Exercise prompt: Report how many lines of the rows below contain the word "cushion", giving only the number. Case counts.

++++ Supplied data

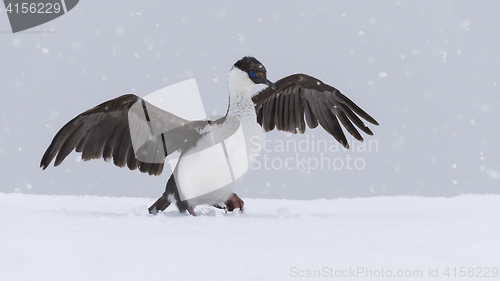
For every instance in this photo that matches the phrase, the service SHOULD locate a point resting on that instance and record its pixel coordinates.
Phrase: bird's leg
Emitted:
(232, 203)
(191, 211)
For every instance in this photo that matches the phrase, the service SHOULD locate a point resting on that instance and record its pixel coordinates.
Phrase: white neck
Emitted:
(240, 98)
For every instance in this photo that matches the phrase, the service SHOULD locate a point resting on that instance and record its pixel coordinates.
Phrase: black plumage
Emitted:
(300, 99)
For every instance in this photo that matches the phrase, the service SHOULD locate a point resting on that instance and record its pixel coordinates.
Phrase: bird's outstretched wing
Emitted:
(301, 96)
(104, 131)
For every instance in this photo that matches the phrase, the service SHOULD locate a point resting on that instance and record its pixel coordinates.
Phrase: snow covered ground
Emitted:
(105, 238)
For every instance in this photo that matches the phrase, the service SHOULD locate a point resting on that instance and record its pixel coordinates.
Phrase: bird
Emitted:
(290, 104)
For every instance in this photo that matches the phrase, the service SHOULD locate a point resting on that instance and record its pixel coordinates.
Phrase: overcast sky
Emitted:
(428, 72)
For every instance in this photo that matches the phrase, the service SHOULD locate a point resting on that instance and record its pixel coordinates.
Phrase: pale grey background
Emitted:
(438, 105)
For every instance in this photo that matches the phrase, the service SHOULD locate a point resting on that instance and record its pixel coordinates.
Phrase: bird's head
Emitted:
(248, 72)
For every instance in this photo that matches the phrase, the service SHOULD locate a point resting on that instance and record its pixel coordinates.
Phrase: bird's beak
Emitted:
(270, 84)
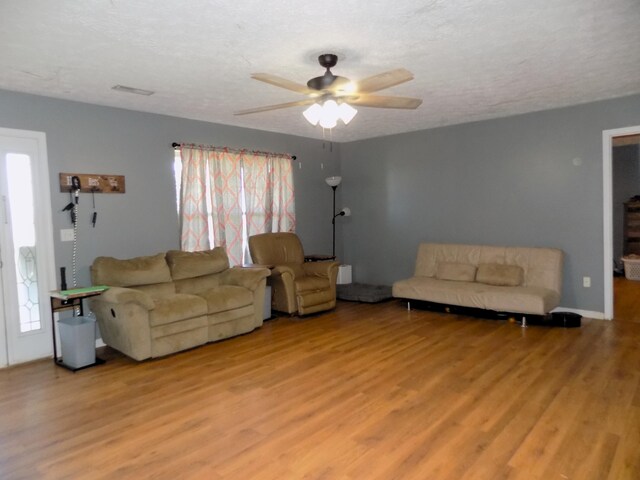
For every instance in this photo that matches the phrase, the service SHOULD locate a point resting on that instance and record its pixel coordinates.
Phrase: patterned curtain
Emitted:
(194, 228)
(225, 172)
(269, 193)
(250, 193)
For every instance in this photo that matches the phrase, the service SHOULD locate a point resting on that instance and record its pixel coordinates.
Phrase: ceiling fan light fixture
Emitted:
(313, 114)
(330, 114)
(347, 112)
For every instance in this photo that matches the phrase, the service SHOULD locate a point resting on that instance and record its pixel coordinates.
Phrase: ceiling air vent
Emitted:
(136, 91)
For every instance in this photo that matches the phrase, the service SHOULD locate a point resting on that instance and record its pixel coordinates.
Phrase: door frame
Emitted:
(607, 208)
(44, 235)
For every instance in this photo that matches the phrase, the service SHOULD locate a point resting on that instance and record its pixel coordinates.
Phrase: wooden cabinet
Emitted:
(631, 228)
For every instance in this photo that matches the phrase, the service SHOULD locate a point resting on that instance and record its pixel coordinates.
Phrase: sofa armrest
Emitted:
(245, 277)
(320, 269)
(127, 295)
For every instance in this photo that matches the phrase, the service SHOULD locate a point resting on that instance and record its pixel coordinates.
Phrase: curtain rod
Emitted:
(234, 150)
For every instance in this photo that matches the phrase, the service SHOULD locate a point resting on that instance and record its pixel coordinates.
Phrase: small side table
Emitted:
(71, 299)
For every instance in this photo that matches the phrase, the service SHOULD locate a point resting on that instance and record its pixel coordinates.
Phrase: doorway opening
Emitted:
(608, 141)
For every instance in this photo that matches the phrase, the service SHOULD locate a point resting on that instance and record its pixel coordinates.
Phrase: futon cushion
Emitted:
(501, 275)
(459, 272)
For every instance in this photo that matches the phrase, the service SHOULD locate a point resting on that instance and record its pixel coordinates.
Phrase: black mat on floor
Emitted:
(363, 292)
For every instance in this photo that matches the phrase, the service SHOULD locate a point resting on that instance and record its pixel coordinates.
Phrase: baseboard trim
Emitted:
(584, 313)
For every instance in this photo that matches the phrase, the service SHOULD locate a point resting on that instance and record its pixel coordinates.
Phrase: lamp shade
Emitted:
(333, 181)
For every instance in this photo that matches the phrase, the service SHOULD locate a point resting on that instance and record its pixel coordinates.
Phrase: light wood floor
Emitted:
(364, 392)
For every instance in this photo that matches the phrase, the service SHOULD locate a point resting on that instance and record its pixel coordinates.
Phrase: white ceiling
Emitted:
(472, 59)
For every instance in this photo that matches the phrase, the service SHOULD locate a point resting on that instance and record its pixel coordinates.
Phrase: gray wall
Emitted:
(626, 184)
(533, 179)
(84, 138)
(530, 180)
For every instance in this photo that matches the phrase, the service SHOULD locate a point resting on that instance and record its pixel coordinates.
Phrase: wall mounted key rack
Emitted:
(93, 183)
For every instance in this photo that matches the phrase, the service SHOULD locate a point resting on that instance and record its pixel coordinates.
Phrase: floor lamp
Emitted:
(333, 182)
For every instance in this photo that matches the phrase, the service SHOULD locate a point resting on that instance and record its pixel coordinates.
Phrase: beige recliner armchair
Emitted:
(297, 286)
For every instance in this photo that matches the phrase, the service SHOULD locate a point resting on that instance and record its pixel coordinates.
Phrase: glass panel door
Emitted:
(26, 248)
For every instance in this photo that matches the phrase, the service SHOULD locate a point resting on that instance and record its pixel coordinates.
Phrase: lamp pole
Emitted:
(333, 222)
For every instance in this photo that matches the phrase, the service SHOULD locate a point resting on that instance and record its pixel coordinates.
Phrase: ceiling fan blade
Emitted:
(298, 103)
(282, 83)
(384, 80)
(380, 101)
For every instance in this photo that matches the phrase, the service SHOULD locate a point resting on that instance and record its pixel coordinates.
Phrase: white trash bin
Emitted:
(344, 275)
(78, 341)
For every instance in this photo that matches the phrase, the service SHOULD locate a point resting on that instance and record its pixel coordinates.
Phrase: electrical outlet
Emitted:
(66, 235)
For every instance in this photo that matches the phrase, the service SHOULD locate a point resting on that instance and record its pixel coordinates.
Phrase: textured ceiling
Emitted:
(472, 60)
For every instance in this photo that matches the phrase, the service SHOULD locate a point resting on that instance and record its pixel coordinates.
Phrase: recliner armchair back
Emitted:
(297, 286)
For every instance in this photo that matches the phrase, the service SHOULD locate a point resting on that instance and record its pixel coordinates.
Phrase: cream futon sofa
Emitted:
(504, 279)
(165, 303)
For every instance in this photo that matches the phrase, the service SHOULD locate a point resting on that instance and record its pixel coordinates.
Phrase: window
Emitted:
(226, 196)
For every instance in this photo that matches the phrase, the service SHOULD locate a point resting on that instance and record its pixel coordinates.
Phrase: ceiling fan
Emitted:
(335, 95)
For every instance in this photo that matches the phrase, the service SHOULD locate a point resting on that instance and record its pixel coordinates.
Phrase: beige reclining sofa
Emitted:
(164, 303)
(503, 279)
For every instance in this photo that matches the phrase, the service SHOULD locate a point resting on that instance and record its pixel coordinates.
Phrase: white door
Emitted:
(26, 248)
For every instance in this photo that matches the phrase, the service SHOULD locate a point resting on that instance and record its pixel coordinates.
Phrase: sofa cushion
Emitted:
(501, 275)
(196, 264)
(132, 272)
(177, 307)
(459, 272)
(226, 297)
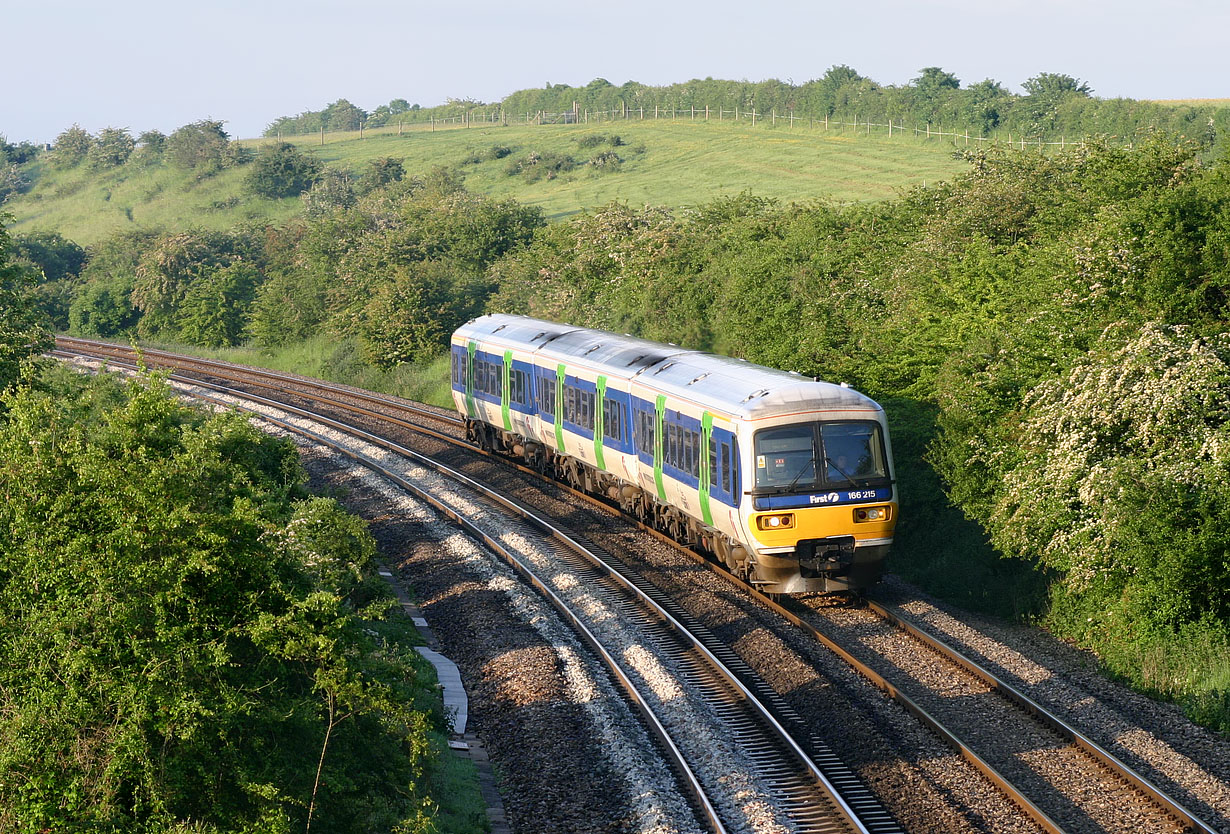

++++++++

Solution to this exercise: 2